Problem description:
Retype the records below exactly as they appear.

-- start of Data to process --

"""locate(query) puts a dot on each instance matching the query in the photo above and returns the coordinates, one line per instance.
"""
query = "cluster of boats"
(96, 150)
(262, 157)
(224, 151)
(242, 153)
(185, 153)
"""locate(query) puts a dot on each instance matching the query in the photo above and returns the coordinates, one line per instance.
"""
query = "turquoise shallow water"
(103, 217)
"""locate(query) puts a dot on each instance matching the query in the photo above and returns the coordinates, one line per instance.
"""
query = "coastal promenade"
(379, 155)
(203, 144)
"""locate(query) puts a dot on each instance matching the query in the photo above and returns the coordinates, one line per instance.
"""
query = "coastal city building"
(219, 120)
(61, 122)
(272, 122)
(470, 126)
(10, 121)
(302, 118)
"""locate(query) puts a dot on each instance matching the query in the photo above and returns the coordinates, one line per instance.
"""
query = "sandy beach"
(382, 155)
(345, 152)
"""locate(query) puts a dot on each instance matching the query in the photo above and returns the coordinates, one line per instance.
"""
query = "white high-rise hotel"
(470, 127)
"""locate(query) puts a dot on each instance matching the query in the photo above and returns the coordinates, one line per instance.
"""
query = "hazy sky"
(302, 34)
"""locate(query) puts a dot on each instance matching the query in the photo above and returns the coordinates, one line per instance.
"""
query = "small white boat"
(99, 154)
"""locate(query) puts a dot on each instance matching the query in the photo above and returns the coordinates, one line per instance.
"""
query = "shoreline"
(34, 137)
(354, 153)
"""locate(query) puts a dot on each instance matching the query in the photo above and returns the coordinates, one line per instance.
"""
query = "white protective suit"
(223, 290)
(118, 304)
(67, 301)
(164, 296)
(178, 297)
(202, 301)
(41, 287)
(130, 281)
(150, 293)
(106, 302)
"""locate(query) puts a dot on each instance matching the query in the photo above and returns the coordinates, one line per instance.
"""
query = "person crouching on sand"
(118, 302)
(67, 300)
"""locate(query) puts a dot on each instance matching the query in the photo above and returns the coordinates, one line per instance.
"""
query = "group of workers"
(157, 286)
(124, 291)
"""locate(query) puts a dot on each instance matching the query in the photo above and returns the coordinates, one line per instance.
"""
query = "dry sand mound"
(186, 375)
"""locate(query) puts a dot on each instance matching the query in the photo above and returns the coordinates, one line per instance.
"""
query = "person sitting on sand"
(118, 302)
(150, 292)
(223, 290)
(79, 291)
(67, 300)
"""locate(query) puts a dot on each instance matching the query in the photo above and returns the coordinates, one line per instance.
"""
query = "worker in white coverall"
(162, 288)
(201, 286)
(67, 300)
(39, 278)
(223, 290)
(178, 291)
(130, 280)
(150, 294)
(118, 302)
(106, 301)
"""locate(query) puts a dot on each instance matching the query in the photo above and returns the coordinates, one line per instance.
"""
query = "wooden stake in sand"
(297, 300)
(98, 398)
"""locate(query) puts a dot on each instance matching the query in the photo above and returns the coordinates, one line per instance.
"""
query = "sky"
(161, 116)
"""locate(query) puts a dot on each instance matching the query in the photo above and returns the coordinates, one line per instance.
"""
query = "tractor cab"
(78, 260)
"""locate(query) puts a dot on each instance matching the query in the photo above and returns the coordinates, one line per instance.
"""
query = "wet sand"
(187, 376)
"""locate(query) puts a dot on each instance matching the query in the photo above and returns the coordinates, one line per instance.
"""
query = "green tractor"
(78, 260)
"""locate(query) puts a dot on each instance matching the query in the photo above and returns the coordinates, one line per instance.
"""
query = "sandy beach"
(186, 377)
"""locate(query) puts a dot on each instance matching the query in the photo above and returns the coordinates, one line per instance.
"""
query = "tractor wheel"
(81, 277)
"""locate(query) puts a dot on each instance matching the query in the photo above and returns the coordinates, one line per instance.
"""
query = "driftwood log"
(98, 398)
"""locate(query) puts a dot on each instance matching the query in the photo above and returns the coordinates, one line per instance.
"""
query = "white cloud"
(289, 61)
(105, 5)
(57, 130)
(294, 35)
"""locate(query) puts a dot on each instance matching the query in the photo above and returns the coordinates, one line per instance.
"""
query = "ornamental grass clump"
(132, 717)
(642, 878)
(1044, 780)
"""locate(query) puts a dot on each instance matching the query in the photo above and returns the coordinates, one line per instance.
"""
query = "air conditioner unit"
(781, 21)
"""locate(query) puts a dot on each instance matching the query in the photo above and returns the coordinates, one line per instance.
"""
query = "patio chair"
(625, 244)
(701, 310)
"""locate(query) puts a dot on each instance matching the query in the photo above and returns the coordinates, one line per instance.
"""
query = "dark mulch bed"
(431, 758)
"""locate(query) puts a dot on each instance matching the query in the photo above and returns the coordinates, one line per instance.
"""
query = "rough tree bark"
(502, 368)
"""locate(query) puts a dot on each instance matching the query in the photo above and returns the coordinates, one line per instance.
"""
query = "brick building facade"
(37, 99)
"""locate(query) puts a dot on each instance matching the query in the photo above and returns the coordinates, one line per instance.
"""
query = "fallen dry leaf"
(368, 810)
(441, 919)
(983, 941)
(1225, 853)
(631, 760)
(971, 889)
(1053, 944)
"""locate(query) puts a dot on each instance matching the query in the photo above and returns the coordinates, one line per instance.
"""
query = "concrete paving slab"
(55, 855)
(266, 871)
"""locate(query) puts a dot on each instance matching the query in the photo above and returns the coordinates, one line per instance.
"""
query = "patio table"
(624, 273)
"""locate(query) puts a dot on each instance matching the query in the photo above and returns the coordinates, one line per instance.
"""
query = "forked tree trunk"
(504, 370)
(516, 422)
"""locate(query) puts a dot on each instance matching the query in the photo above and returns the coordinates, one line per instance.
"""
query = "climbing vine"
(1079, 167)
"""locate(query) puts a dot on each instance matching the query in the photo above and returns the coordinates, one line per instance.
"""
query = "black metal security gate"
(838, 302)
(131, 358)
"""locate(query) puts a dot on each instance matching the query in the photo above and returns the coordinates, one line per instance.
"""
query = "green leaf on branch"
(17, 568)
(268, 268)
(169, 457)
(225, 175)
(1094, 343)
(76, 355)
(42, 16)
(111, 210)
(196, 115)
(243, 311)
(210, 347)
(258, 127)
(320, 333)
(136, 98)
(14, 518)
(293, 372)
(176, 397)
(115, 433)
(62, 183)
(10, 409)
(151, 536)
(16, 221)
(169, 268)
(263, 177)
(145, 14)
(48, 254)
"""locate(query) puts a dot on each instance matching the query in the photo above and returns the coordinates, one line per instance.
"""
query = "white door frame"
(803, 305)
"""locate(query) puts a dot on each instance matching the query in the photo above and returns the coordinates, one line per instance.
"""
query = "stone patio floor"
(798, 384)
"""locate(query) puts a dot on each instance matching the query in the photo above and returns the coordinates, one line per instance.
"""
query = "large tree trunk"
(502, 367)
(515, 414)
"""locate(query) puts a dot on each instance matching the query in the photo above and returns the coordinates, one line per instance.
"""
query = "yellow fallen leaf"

-- end of Data to process --

Written response:
"""locate(query) puts a dot on each instance matching the query in the photo above and returns the coordinates, one line per instance.
"""
query = "cluster of boats"
(96, 150)
(262, 157)
(224, 151)
(242, 153)
(185, 153)
"""locate(query) puts a dot on each instance matching the query in the photo above and returns the coordinates, one line per instance.
"""
query = "turquoise shallow water"
(103, 217)
"""locate(query) puts a dot on each instance matching the query in the photo above and returns the coordinates, one line per instance.
"""
query = "coastal promenade"
(379, 155)
(203, 144)
"""locate(query) puts a dot on each instance matching the query in the photo above and returns the coordinates, one line per instance.
"""
query = "coastal city building"
(219, 120)
(61, 122)
(272, 122)
(470, 126)
(10, 121)
(302, 118)
"""locate(query) puts a dot on each instance matching the query in the photo above and returns the coordinates, one line per instance.
"""
query = "sandy beach"
(382, 155)
(345, 152)
"""locate(query) puts a dot on each instance matching the query in the photo above and returns the coordinates, one line per instance.
"""
query = "white high-rise hotel"
(470, 127)
"""locate(query) puts a dot on each instance matching the query in the photo above and returns the coordinates, one line per instance.
"""
query = "hazy sky"
(302, 34)
"""locate(query) puts a dot on each instance matching the query in the photo above and returns the coordinates, one line per instance.
"""
query = "small white boat"
(99, 154)
"""locate(query) puts a dot on each instance matching the query in the photo above and returns the coordinates, one line per instance.
"""
query = "shoreline"
(34, 137)
(354, 153)
"""locate(query) puts a dot on each instance matching the query in the photo above and returns the coordinates, one line per instance.
"""
query = "white protective suit"
(223, 290)
(118, 304)
(67, 301)
(164, 296)
(178, 297)
(202, 301)
(41, 287)
(130, 281)
(150, 293)
(106, 302)
"""locate(query) puts a dot on each instance matching the query in the photo above and returns the coordinates, one line per instance.
"""
query = "person crouching on sand"
(118, 302)
(67, 300)
"""locate(query) puts a dot on each instance matching the query in the photo above and returns the coordinates, one line per instance.
"""
query = "group of workers"
(157, 286)
(124, 291)
"""locate(query) puts a dot on each instance matching the query in the photo above and returns the coordinates, one line per instance.
"""
query = "dry sand mound"
(186, 375)
"""locate(query) puts a dot on each instance matching the query in the photo above and returns the coordinates, one line per instance.
"""
query = "person sitting on sand"
(118, 302)
(150, 292)
(223, 290)
(79, 291)
(67, 300)
"""locate(query) puts a dot on each instance matching the query in the photo above and returns the coordinates, one line per instance.
"""
query = "worker in white coverall"
(162, 288)
(201, 286)
(67, 300)
(39, 278)
(223, 290)
(178, 291)
(130, 280)
(150, 294)
(118, 302)
(106, 301)
"""locate(query) puts a dot on each instance matching the query in the photo above and returns the coordinates, one line per instance.
"""
query = "wooden stake in sand"
(297, 300)
(98, 398)
"""locate(query) puts a dot on each instance matching the query in the photo above and returns the coordinates, one line per instance.
"""
query = "sky"
(161, 116)
"""locate(query) puts a dot on each instance matching the query in the photo above and returns the coordinates, one line per instance.
"""
query = "tractor cab"
(78, 260)
"""locate(query) puts a dot on each instance matching the query in the photo above and returns the coordinates, one line per instance.
"""
query = "wet sand"
(187, 376)
"""locate(query) puts a dot on each instance matching the query in the photo above and returns the coordinates, one line per instance.
"""
query = "green tractor"
(78, 260)
"""locate(query) puts a dot on each instance matching the query in the photo above and returns the coordinates, one line per instance.
"""
query = "sandy beach"
(186, 377)
"""locate(query) puts a dot on each instance matching the query in the photo above and returns the coordinates, one line per instance.
"""
query = "tractor wheel"
(81, 277)
"""locate(query) puts a dot on each instance matching the query in the photo above and returns the coordinates, one line per instance.
"""
query = "driftwood log"
(98, 398)
"""locate(query) puts a dot on each instance matching the query in the photo above and returns the coordinates, one line per instance.
"""
query = "white cloud"
(289, 61)
(105, 5)
(57, 130)
(294, 35)
"""locate(query) puts a dot on each instance matching the query in the photo above and returns the coordinates, one line per instance.
"""
query = "ornamental grass clump"
(132, 717)
(642, 878)
(1044, 780)
"""locate(query) puts a dot on each instance matching the query in the photo above and returns the coordinates, one line per instance.
"""
query = "air conditioner unit"
(781, 21)
"""locate(query) puts a dot on each instance matching the query in the photo above and returns the coordinates, one line per instance.
"""
query = "patio chair"
(625, 244)
(701, 310)
"""locate(query) puts a dot on each instance matching the query in the photo above and returns the coordinates, one line per instance.
"""
query = "dark mulch bed"
(431, 758)
"""locate(query) puts a dot on each instance matching the query in the photo above and returns the coordinates, one line per instance.
"""
query = "rough tree bark"
(502, 368)
"""locate(query) puts a dot on each instance matching the query in the photo above and returns the coordinates, one line per instance.
"""
query = "brick building facade"
(37, 99)
"""locate(query) puts a dot on each instance matching the query in the photo above and returns the coordinates, one line per instance.
"""
query = "fallen dry leaf"
(368, 810)
(441, 919)
(983, 941)
(1225, 853)
(631, 760)
(971, 889)
(1053, 944)
"""locate(query) puts a dot on each instance matching the query in the photo above and returns the coordinates, one line per instance.
"""
query = "concrete paving slab"
(55, 855)
(266, 871)
"""locate(query) puts a dot on each instance matching the query in the photo above and returns the coordinates, one line per instance.
"""
query = "patio table"
(624, 273)
"""locate(query) puts a dot on each instance matching the query in the photo above and returns the coordinates, one line per instance.
"""
query = "forked tree trunk"
(504, 370)
(516, 422)
"""locate(query) puts a dot on each instance matching the query in the photo above and returns the coordinates, one line per instance.
"""
query = "climbing vine"
(1079, 167)
"""locate(query) puts a dot on each instance matching the query in the photo above and returns the coordinates, one line per instance.
"""
query = "black metal security gate"
(838, 302)
(131, 358)
"""locate(query) puts a dot on each instance matching the query in the photo above and returns the coordinates, one line per instance.
"""
query = "green leaf on branch"
(17, 568)
(268, 268)
(169, 457)
(225, 175)
(1094, 343)
(76, 355)
(42, 16)
(111, 210)
(196, 115)
(243, 311)
(210, 347)
(258, 127)
(320, 333)
(136, 98)
(14, 518)
(293, 372)
(176, 397)
(115, 433)
(62, 183)
(10, 409)
(151, 536)
(16, 221)
(169, 268)
(263, 177)
(145, 14)
(48, 254)
"""locate(query) puts a dot on each instance matching the query in the photo above and returns the coordinates, one line per instance.
"""
query = "white door frame"
(803, 305)
"""locate(query) puts a dot on each instance matching the query in the photo above and returns the coordinates, one line per instance.
"""
query = "stone patio floor"
(798, 384)
"""locate(query) puts a dot on each instance matching the query in the photo above and returns the coordinates, one line per instance.
"""
query = "large tree trunk"
(502, 367)
(515, 414)
"""locate(query) puts a dot on each instance matching the query in the photo above and returns the coordinates, one line per instance.
"""
query = "yellow fallen leaf"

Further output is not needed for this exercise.